**Your task:** Write out the letter about the motorcycle safety class word for word, beginning at "I contacted the" and stopping after "not give up.".

**Passage shown:**
===

Kicked Out Of MSF Course

Will I ever be able to ride?


Do you have a question you'd like answered by the readers of WRN? Please send it to editor Genevieve Schmitt at We'll let you know when your question is posted. 

Dear WRN,

I have been riding as a passenger since I was 8. For many years I have been considering what it would be like to drive my own. Now that I am 53 the desire has grown tremendously and it just seems like a perfect time to finally learn. 

Having complete confidence that I wouldn't have any difficulty in learning I signed up for a motorcycle safety class and paid my $200. I completed the first day of classroom time and passed the written test with flying colors. I showed up the next day for the riding portion at the scheduled time of 12:30 in the afternoon decked out in my jeans, boots, long sleeves, gloves and helmet. Since I am in Phoenix and it was the last weekend in May the temperature outside was 111 degrees. Of course there isn't any shade on the driving range so needless to say it was quite warm out there on the asphalt. At that point though, I was still very excited to be there and still had complete confidence that I would be able to complete the class without any difficulty. Was I ever wrong. 

After about two hours in, I was told that since I was having difficulty completing the exercise properly I was done and needed to leave. Once you are asked to leave, that means you go away and don't come back and forfeit your enrollment fee. I was devastated and cried for three days. This was just this past weekend and even though I took a hard blow to my confidence I have not lost my desire to learn to ride and own my a bike of my own.

I contacted the instructor for the group I was in and asked him if being kicked out of the class really meant that I wasn't "cut out to ride" a motorcycle. He was encouraging and told me that some people, especially ones with absolutely no experience just need to take it a little slower than others but I should not give up. 

So my question is, are there other women out there who have had a similar experience that have gone on to become riders? I have been looking at a Harley-Davidson Dyna Low Rider that I really like and can afford. I still have enough confidence to try learning and truly want to experience riding my own bike. 

Would it be unrealistic for me to actually be able to learn on that type of a bike? Or do I need to start on a much smaller one? I am 5 feet 1 inch, 110 pounds and can reach the ground with both feet on my toes only, however my boyfriend can lower it for me. He is a very experienced rider and will be able to help me out with learning, however I am still a bit apprehensive about my ability to learn since I couldn't complete the course I signed up for and also whether it is practical to attempt to learn on a larger bike. 

If anyone else has a story with similar circumstances I would love to hear it.

===

[Source data]
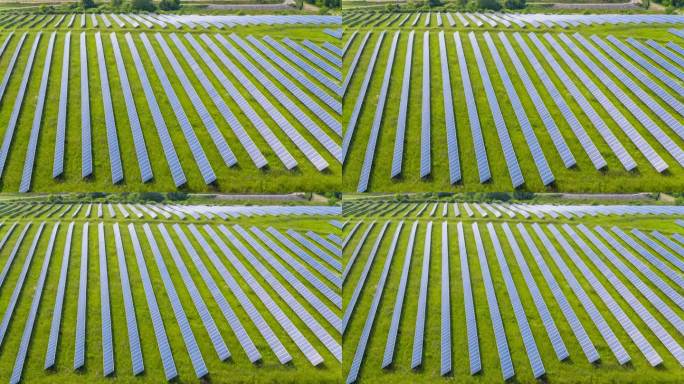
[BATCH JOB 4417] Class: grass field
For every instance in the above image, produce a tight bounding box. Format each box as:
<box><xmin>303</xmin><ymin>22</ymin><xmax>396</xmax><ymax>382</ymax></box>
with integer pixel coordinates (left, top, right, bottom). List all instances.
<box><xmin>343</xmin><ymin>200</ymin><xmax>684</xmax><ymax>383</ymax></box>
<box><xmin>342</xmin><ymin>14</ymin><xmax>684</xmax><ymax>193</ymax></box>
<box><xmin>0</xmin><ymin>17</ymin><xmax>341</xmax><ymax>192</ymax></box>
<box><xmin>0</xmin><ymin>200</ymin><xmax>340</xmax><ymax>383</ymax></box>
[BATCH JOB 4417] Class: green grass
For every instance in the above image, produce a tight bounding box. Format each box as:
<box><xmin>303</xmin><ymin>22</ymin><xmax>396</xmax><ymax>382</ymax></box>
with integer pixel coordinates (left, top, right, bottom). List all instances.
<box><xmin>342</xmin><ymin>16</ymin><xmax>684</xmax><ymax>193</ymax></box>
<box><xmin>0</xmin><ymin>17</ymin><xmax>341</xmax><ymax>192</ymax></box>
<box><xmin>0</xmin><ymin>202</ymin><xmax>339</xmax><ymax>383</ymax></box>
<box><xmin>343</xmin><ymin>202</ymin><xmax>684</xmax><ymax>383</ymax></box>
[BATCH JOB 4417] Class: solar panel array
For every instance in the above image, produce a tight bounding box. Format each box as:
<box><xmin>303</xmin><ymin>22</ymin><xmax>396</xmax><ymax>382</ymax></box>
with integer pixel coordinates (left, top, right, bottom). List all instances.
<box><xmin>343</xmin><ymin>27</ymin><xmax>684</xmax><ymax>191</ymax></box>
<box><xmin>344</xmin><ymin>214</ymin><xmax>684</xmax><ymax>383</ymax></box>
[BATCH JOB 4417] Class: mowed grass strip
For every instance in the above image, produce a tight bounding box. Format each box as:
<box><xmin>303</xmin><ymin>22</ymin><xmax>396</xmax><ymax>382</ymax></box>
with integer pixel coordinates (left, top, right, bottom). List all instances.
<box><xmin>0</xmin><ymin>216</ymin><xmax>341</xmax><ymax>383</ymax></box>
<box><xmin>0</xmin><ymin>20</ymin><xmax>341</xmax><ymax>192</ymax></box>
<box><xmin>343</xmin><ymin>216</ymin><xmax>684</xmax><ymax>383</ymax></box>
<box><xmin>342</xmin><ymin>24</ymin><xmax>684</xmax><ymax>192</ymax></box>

===

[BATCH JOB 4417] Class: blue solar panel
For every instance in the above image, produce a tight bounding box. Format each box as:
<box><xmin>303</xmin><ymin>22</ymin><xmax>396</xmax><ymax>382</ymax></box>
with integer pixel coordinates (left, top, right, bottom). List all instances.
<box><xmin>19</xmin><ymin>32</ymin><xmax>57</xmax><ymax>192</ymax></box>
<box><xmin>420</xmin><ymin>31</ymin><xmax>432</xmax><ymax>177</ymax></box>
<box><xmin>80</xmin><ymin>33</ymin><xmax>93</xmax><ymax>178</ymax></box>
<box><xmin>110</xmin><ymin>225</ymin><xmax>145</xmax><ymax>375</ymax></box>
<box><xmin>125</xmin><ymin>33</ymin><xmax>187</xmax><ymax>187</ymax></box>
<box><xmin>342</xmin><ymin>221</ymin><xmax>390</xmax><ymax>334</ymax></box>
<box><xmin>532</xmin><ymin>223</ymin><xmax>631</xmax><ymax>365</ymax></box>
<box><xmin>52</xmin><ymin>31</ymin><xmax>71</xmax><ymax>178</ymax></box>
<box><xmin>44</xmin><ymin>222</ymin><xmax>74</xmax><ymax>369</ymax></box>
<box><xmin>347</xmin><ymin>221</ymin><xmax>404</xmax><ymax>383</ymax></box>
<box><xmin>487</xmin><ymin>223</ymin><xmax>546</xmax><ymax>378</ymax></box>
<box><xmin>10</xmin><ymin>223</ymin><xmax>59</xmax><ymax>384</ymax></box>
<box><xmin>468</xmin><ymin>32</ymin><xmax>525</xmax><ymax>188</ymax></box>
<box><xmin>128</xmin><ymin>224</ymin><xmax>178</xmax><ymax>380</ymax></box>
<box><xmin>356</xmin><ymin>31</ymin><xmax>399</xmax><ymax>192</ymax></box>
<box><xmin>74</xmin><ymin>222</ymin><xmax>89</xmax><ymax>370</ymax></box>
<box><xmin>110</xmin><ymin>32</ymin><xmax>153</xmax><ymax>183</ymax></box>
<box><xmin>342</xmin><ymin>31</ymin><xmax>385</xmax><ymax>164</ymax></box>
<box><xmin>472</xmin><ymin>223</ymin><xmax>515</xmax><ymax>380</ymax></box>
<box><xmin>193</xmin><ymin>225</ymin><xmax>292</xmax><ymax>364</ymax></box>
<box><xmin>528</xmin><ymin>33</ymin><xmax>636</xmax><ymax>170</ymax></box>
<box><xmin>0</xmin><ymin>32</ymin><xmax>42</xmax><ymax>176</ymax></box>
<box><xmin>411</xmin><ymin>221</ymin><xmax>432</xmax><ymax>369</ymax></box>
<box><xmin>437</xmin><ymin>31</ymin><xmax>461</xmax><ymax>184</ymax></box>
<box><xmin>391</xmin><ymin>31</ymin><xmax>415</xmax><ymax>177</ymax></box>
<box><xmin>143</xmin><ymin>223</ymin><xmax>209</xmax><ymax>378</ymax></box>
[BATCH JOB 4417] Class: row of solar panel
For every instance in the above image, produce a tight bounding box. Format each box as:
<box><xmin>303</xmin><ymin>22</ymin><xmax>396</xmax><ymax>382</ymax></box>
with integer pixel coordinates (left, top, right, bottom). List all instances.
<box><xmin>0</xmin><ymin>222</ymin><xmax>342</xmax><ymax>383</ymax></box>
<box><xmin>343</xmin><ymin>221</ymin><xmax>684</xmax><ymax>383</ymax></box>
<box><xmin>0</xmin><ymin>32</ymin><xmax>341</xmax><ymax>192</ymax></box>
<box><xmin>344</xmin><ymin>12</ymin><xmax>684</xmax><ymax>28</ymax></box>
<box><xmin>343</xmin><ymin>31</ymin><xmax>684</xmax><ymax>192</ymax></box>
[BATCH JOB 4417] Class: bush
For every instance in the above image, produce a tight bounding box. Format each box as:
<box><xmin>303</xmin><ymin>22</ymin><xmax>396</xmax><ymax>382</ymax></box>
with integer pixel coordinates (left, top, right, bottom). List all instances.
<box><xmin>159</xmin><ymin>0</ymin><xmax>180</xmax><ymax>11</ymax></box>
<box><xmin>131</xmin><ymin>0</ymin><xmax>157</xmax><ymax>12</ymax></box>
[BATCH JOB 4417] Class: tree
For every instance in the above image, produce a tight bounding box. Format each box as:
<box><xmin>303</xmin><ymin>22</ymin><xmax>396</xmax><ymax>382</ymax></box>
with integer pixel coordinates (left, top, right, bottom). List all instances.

===

**Answer to the task:**
I contacted the instructor for the group I was in and asked him if being kicked out of the class really meant that I wasn't "cut out to ride" a motorcycle. He was encouraging and told me that some people, especially ones with absolutely no experience just need to take it a little slower than others but I should not give up.